··· DATA SUPPLIED

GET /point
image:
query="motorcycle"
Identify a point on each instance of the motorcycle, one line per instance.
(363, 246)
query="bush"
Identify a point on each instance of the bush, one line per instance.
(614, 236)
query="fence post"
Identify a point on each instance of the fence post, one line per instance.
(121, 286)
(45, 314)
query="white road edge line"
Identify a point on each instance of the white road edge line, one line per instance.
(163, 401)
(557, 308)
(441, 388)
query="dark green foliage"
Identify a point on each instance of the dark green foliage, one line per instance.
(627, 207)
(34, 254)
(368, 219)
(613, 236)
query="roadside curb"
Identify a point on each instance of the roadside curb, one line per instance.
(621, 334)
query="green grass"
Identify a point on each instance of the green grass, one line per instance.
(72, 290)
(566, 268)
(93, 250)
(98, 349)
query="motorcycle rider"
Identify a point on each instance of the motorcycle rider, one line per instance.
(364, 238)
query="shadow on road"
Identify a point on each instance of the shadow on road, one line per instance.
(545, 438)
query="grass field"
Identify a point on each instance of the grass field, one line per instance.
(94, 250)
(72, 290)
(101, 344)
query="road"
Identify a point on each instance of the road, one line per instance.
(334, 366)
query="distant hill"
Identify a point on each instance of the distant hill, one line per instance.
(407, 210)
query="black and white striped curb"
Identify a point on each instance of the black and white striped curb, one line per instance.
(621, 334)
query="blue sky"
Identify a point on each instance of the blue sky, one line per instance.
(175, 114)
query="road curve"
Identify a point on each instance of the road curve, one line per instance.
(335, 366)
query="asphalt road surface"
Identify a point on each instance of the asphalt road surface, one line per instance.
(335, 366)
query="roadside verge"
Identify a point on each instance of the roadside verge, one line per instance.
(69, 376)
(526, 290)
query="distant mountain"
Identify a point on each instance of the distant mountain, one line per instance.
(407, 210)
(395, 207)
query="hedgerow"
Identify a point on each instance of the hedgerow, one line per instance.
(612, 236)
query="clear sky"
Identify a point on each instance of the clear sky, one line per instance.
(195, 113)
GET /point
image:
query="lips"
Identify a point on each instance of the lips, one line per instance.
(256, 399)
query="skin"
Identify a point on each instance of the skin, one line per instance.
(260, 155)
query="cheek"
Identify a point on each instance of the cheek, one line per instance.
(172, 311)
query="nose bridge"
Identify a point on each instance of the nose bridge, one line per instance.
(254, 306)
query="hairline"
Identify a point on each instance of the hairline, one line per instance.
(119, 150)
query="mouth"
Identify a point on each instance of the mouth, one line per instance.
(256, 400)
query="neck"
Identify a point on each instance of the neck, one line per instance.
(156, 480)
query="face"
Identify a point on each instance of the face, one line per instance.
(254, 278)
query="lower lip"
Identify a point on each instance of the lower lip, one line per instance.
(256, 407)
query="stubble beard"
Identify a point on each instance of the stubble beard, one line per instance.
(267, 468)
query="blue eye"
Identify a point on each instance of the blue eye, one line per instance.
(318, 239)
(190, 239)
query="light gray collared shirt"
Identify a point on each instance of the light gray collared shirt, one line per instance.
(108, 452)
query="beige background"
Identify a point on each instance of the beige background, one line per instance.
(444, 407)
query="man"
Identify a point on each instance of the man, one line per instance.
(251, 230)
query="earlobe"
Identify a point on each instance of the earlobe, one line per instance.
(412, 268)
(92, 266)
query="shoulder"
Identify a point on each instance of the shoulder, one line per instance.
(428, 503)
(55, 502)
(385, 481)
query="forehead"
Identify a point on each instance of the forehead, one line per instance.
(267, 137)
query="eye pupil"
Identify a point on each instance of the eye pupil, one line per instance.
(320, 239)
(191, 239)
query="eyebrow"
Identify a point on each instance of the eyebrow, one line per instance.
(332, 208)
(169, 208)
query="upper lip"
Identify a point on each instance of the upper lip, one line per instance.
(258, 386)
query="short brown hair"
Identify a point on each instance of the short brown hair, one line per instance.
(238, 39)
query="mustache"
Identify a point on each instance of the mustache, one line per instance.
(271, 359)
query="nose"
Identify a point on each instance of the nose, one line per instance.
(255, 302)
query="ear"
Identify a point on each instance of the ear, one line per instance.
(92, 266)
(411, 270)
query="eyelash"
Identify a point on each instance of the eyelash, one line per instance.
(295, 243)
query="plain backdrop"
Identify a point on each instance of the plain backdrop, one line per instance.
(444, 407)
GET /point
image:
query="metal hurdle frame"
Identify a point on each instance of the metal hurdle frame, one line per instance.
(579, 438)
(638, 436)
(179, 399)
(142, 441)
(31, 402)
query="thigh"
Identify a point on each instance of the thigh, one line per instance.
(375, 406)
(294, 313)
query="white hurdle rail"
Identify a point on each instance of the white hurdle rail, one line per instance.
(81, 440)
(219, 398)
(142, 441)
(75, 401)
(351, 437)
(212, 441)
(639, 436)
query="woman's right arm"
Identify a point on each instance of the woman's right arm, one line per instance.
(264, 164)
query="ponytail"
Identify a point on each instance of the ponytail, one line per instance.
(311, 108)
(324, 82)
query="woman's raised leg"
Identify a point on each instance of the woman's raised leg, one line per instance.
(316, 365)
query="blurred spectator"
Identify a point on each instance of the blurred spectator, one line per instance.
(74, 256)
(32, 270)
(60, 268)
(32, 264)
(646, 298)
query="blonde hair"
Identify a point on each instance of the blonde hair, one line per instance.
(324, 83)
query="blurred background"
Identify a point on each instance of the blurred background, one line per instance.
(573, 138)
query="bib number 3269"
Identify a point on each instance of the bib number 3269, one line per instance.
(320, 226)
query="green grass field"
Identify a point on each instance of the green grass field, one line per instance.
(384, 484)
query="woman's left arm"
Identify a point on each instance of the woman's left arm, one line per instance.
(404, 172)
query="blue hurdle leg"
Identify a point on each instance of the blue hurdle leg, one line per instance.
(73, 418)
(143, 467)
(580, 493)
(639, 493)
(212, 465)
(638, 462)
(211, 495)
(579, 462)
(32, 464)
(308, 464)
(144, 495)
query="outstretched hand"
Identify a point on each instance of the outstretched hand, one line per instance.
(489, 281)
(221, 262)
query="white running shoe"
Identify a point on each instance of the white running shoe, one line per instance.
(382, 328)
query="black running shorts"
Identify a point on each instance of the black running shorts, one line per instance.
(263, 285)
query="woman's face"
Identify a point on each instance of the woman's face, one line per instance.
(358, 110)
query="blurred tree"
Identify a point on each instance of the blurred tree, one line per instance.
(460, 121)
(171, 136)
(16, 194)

······

▶ WHAT TO DO
Each entry above is to be set down again in exactly the same words.

▶ RESPONSE TO THE TASK
GET /point
image:
query="motorcycle"
Identify a point on each instance of the motorcycle, one line per instance.
(363, 246)
query="bush"
Identify a point on each instance of the bush, one line per instance.
(614, 236)
query="fence post"
Identify a point on each instance of the fence post, one line per instance.
(121, 286)
(45, 314)
query="white road edge line"
Identify a point on each instance of the white road edge line, one line per instance.
(163, 401)
(557, 308)
(441, 388)
query="dark green foliage"
Identify a point on each instance of the dark green foliage, one line per instance.
(627, 207)
(34, 254)
(368, 219)
(613, 236)
query="roadside curb"
Identify a point on each instance of the roadside curb, one line per instance.
(621, 334)
query="green grass"
Identify a point on each instance of the green grass, one line per instance.
(72, 290)
(566, 268)
(93, 250)
(98, 349)
query="motorcycle rider"
Identify a point on each instance of the motorcycle rider, one line per instance.
(364, 238)
query="shadow on road"
Identify a point on each instance of the shadow on road, one line per instance.
(545, 438)
query="grass field"
Identify a point on each instance of the grass field, one line per instance.
(94, 250)
(72, 290)
(101, 344)
query="road"
Identify a point on each instance of the road, one line per instance.
(334, 366)
query="distant hill"
Identify a point on each instance of the distant hill, one line per instance.
(407, 210)
query="black and white striped curb"
Identify a point on each instance of the black and white striped curb, one line per instance.
(621, 334)
query="blue sky"
Identify a point on each instance of the blue sky, one line per instance.
(175, 114)
query="road curve"
Identify a point on each instance of the road curve, one line per instance.
(335, 366)
query="asphalt road surface"
Identify a point on each instance of the asphalt road surface, one line per instance.
(335, 366)
query="roadside verge"
Identify a point on each instance of the roadside verge, one line per instance.
(69, 376)
(526, 290)
query="distant mountain"
Identify a point on each instance of the distant mountain, one line per instance.
(407, 210)
(395, 207)
query="hedgerow"
Identify a point on each instance of the hedgerow, one line per instance.
(612, 236)
query="clear sky"
Identify a point on each instance of the clear sky, one line per instance.
(195, 113)
GET /point
image:
query="lips"
Identify a point on each instance of the lips, one line per instance.
(256, 399)
query="skin"
Identify a point on each instance of the skin, one line per instance.
(260, 155)
query="cheek"
Identify a point on each instance of the cheek, one line per instance.
(172, 311)
query="nose bridge"
Identify a point on each instance of the nose bridge, one line per instance.
(254, 306)
query="hairline"
Identify a point on each instance of the hairline, one line per instance.
(119, 150)
query="mouth"
Identify a point on each instance of the mouth, one line per instance.
(256, 400)
query="neck"
Identify a point on each instance of the neck, one line per instance.
(156, 480)
query="face"
Identify a point on each instance of the face, one line per instance.
(254, 278)
query="lower lip"
Identify a point on each instance of the lower lip, one line per instance.
(256, 407)
query="stubble beard"
Identify a point on each instance of the stubble beard, one line per instance.
(267, 468)
query="blue eye"
Identify a point on each instance of the blue eye, one line per instance.
(318, 239)
(190, 239)
query="light gray collared shirt"
Identify a point on each instance of the light gray collared shirt, one line per instance.
(108, 452)
query="beige background"
Identify a point on each instance of the beige background, one line per instance.
(444, 407)
query="man"
Identify a point on each instance of the man, one line per instance.
(251, 230)
query="earlobe"
Identify a point on each instance of the earlobe, one line per instance.
(412, 268)
(92, 266)
query="shoulder"
Identify a point on each instance of the shoulder, one line per instance.
(428, 503)
(55, 502)
(385, 481)
query="forehead"
Identify a point on each instance of the forehead, one line per instance.
(267, 137)
query="eye pupil"
Identify a point on each instance of the eye pupil, one line per instance.
(320, 239)
(191, 239)
query="eyebrow"
Identify a point on each instance of the eyebrow, one line per instance.
(332, 208)
(169, 208)
query="upper lip"
Identify a point on each instance of the upper lip, one line per instance.
(258, 386)
query="short brown hair"
Identify a point on each instance of the short brown hair, one line per instance.
(238, 39)
query="mustache"
Identify a point on each instance of the mustache, one line per instance.
(271, 359)
query="nose"
Identify a point on each instance of the nose, one line per instance.
(255, 302)
query="ear"
Identify a point on each instance of the ear, one line per instance.
(92, 266)
(411, 270)
query="eyelash"
Identify a point on each instance of the eyelash, one line per instance.
(295, 243)
query="plain backdrop"
Identify a point on each instance of the plain backdrop, one line per instance.
(444, 407)
GET /point
image:
query="metal hurdle frame"
Identify a point on each instance of the metal hurdle frame, one line per instance.
(579, 438)
(638, 436)
(179, 399)
(142, 441)
(31, 402)
query="thigh"
Identify a point on each instance of the thigh, one line per instance.
(375, 406)
(294, 313)
query="white hurdle rail"
Identify a point on each instance of the white hurdle rail, one line per instance.
(81, 440)
(219, 398)
(142, 441)
(75, 401)
(351, 437)
(212, 441)
(639, 436)
query="woman's right arm"
Identify a point on each instance of the woman's right arm, one line per instance.
(264, 164)
query="ponytail"
Identify a point on each instance of the ponytail, one line per instance.
(311, 108)
(324, 82)
query="woman's raised leg"
Identify a point on each instance of the woman's raised leg, one line per instance.
(316, 365)
query="blurred spectator"
Identify a point on each instance of the blurred spectator, one line per instance.
(74, 256)
(32, 270)
(60, 268)
(32, 264)
(646, 298)
query="blonde hair"
Identify a point on each instance of the blonde hair, one line per instance.
(324, 83)
query="blurred background"
Identify a point on each instance of the blurred background, one line per instance.
(573, 138)
query="bib number 3269"
Identify a point on each instance of the bib number 3269, one line per instance.
(320, 226)
query="green grass field"
Identify a point on each instance of the green grass field, one line per instance.
(384, 484)
query="woman's left arm"
Identify a point on each instance of the woman's left arm, one line per instance.
(404, 172)
query="blue hurdle leg"
Identify a point on each instance of the blue hurdle leg, one line per instance.
(73, 418)
(143, 467)
(580, 493)
(639, 493)
(212, 465)
(638, 462)
(211, 495)
(579, 462)
(32, 464)
(308, 464)
(144, 495)
query="outstretched hand"
Identify a point on each instance of the outstretched hand, one line per instance.
(489, 281)
(221, 262)
query="white running shoe"
Identify a point on each instance of the white running shoe, one line per instance.
(382, 328)
query="black running shorts"
Identify a point on each instance of the black running shorts, one line per instance.
(263, 285)
query="woman's face"
Identify a point on each instance of the woman's face, one line per instance.
(358, 110)
query="blurred tree"
Identify a point on each instance of the blurred tree, one line per instance.
(460, 121)
(171, 136)
(16, 194)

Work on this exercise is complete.